▶ _READING TEXT_:
###
Years ago, we used to call sales agents foreign distributors, but they do not really distribute movies, they sell film rights to international territorial distributors. In the independent film business they are as valuable as a stockbroker, as sales agents not only understand and have their finger on the pulse of the current global marketplace, but they have proprietary relationships with buyers in most international territories worldwide. They are in constant communication with international buyers and do constant due diligence on the market, updating their knowledge on what films are being sold and what makes them salable, what films are not selling, and if not, why not. They establish what the monetary value of those films may be in each territory, based on specific elements, what new media may be arising to which the proposed film may be an appropriate sale, and what the term of the sale (the number of years) to a particular international territory for specific media may be. Through communication with clients and international buyers, foreign sales agents are constantly questioning buyers to try to get them to articulate what specific creative story and screenplay components the buyers may require in order to be able to make a sale in that territory. This up-to-the-moment information about what is trending is invaluable to writers.

Sales Agents’ Responsibility to Buyers

Sales agents have a responsibility to their buyers, buyers have a responsibility to their distributors, and distributors have a responsibility to their audiences to deliver stories, screenplays, and finished films that are true to the advertised promise of creative elements and genre. Hence, they want to be involved in the creative process, from the development of the script to the final edit, in order to insure that they collectively deliver on their promise.
Independent filmmaking is a numbers game, without the backstop of big, public, conglomerate money if the film isn’t successful. The numbers either add up or they do not, and this is usually calculated prior to the film being greenlit (given a go-ahead for finance and production) and dictates whether or not a film gets made. Critically, if a screenwriter, as the architect of the film, has the ability to understand the global marketplace, its unique criteria, and often hybrid elements that may need to be incorporated into a screenplay in order to appeal to a current desirable and salable market trend, that writer will be leagues ahead of others writers who have no concept of the business and how to integrate creative screenwriting into a script that will sell and deliver those specific criteria to buyers.

How Films Are Bought and Sold

Studio conglomerates have their own domestic distribution for their movies and acquisitions. They have either their own distribution outlets or strategic alliances for distribution in almost all key international territories. If there are any remaining unsold or available territories, they may be sold at film markets. In the independent film world, unless a sales agent has a standing output deal with a particular territorial distributor, the bulk of all international rights are sold at film markets.

Film Markets

Film markets are trade shows where business is done, and the purpose of the event is to bring the industry together to buy and sell films. There are four major film markets around the world. The first film market is the American Film Market in November in Santa Monica, California. The next film market is in Berlin, called the European Film Market and held concurrently in February with the Berlin Film Festival. The third film market is in March in Hong Kong, called the Hong Kong FILMART, and the fourth is the Cannes Film Market, which is held concurrently with Cannes Film Festival. Over the years, certain film festivals have evolved into concurrent, smaller film markets, such as the Sundance Festival in January, the Toronto International Film Festival in September, and the Venice Film Festival, also in September.
###
▶ _REQUEST 1_:
Rewrite the paragraph of the film sales text that begins "Film markets are trade shows" as a short bulleted list, keeping its main facts.
▶ _REQUEST 2_:
According to the film sales text, what does it mean for a film to be "greenlit"?
▶ _REQUEST 3_:
Write the next part of the film sales text, picking up after its final sentence about the Venice Film Festival.
The records are separate material and are not part of the film sales text.

▶ _LISTED RECORDS_:
###
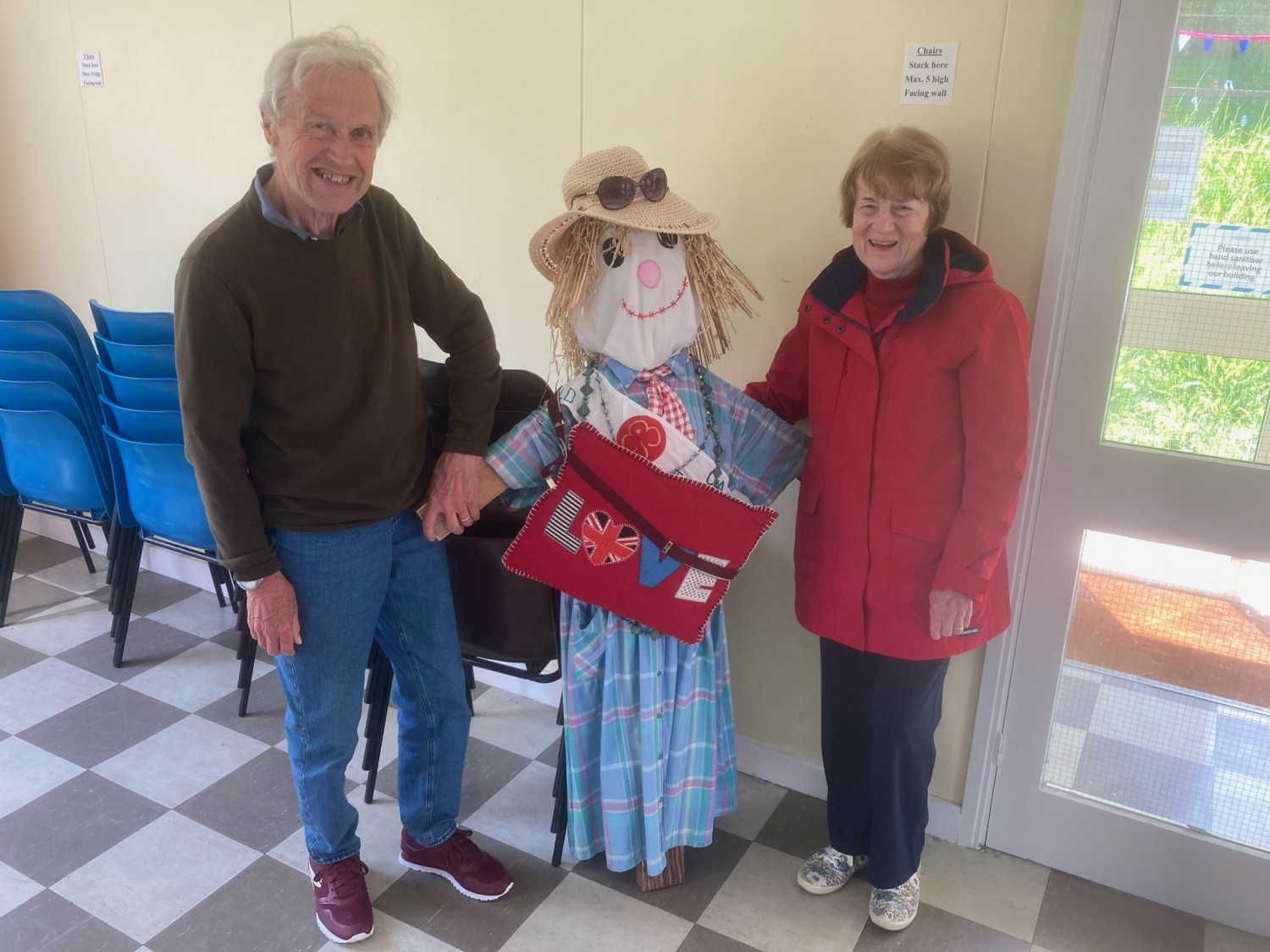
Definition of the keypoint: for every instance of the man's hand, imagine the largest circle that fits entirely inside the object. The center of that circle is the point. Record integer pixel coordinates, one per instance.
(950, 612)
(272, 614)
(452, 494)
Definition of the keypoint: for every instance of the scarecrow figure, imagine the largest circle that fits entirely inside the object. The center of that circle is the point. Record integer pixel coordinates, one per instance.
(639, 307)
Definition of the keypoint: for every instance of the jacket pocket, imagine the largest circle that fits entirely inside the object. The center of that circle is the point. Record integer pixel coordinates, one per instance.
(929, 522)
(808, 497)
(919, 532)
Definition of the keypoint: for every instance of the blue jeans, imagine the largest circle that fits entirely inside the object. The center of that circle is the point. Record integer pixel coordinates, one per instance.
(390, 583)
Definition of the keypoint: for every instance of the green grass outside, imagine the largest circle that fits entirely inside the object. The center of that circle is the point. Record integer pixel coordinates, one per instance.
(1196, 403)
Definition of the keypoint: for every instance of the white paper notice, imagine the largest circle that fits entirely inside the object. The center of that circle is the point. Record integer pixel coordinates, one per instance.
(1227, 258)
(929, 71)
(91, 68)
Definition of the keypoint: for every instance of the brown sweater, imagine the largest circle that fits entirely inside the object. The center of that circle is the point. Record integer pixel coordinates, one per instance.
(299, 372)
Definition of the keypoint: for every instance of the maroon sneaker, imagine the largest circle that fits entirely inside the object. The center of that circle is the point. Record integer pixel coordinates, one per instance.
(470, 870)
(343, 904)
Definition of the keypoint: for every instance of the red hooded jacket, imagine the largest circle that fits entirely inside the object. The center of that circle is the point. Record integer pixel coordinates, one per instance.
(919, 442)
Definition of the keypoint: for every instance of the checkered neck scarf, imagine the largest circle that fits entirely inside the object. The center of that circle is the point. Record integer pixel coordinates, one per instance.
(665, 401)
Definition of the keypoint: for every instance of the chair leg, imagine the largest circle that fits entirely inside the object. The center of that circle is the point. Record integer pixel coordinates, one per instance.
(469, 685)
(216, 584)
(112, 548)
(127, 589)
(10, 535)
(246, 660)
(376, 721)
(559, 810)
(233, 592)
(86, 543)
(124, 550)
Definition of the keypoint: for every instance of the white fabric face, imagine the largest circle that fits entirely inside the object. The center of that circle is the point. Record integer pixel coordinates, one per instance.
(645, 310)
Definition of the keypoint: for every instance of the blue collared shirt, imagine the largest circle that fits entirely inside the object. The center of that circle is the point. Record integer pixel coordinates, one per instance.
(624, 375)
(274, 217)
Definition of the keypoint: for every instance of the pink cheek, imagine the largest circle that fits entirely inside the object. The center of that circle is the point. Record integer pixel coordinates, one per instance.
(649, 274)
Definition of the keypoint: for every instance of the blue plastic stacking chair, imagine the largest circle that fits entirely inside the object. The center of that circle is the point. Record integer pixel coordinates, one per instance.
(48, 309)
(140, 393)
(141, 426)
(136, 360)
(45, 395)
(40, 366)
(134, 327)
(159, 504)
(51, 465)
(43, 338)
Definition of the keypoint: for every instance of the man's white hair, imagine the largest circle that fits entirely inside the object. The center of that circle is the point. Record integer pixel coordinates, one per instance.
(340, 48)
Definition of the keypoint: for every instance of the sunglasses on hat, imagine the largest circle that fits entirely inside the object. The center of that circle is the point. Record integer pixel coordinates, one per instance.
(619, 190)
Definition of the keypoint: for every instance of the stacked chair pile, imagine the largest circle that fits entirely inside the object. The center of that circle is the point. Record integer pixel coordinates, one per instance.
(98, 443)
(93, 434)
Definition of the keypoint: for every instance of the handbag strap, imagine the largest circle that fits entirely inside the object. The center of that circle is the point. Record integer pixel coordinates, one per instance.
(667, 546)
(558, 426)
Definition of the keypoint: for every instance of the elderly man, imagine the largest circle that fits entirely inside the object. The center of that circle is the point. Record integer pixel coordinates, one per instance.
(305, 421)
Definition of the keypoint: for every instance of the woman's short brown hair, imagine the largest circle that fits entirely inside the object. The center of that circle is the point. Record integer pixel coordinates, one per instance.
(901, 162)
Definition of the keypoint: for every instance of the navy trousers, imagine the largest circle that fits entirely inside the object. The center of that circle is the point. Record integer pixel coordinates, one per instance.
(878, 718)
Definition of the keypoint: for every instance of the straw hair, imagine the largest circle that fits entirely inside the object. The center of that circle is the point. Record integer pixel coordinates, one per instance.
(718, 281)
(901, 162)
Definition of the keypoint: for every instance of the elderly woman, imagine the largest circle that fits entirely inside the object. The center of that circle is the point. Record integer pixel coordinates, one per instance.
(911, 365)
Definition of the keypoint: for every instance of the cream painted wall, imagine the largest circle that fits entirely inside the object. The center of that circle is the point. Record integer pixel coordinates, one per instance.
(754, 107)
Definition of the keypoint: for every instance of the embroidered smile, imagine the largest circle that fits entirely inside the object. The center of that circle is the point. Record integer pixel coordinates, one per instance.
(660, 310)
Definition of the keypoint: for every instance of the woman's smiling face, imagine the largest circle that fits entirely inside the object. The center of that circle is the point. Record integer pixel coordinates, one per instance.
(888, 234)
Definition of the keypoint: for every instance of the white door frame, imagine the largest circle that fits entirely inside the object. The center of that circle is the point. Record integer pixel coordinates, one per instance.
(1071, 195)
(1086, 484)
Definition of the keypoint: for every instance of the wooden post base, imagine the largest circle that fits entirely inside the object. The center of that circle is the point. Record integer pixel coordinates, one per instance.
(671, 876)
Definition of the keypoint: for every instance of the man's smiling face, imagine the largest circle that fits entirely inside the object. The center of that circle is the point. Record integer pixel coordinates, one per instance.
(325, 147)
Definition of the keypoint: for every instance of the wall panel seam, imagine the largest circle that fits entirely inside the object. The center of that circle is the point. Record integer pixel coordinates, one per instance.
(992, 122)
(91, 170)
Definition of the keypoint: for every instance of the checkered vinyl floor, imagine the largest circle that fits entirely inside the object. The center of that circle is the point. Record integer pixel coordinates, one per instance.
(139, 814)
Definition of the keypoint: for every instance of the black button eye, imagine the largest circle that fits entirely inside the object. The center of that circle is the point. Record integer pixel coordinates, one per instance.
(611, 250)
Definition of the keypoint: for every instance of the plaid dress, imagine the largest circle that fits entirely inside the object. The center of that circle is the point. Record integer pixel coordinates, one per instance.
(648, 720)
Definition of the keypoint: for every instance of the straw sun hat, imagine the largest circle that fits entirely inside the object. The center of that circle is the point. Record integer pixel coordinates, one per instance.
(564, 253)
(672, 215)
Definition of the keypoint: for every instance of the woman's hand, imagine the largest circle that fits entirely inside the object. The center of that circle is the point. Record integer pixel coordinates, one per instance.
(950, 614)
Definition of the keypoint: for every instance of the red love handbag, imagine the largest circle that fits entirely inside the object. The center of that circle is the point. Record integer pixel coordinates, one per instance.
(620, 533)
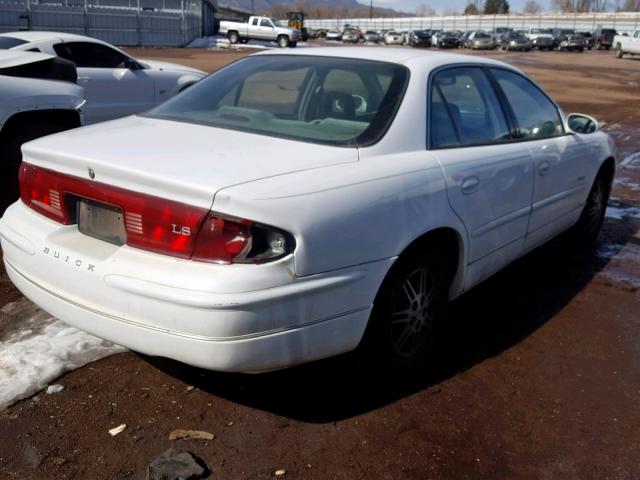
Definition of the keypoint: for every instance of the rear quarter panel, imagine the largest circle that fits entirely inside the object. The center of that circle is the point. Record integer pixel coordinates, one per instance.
###
▶ _RIGHT ANSWER 1_:
- Film markets are trade shows that bring the industry together to buy and sell films.
- There are four major markets worldwide:
  - American Film Market: November, Santa Monica, California
  - European Film Market: February in Berlin, held alongside the Berlin Film Festival
  - Hong Kong FILMART: March, Hong Kong
  - Cannes Film Market: held alongside the Cannes Film Festival
- Some festivals have grown smaller markets of their own: Sundance (January), Toronto International Film Festival (September), and Venice Film Festival (September).

▶ _RIGHT ANSWER 2_:
It means the film has been given a go-ahead for finance and production.

▶ _RIGHT ANSWER 3_:
Film markets are business trade shows for buying and selling filmed entertainment product. If you’ve ever attended a trade show of any kind, a film market is no different. Sales agents are like every other seller who exhibit new prototypes and new products for sale to distributors and retailers. At film markets, sales agents set up sales booths in convention halls or hotel rooms. Buyers from all over the world attend these markets to place purchase orders for the new product, which in this case is film. Sellers pay a participation fee as well as attendance costs and market-related expenses including exhibition panels, screenings, audiovisual equipment, posters, flyers, furniture rentals, Internet, telephones, food, and entertainment to have a presence at a film market and to meet and interface with buyers in an attempt to attract buyers to purchase their new filmed entertainment product. Buyers also incur market attendance costs as well as travel and living expenses. At any given film market, you will see motion pictures ranging from the development stage to preproduction, production, post-production, and finished films ready for delivery, which are generally for sale for all rights, all media, in all territories worldwide. You will also see older films, known as reissues or library titles, whose first cycle rights have expired in certain territories and the rights for those films become available again in those expired territories. (This is why films have a perpetuity value.)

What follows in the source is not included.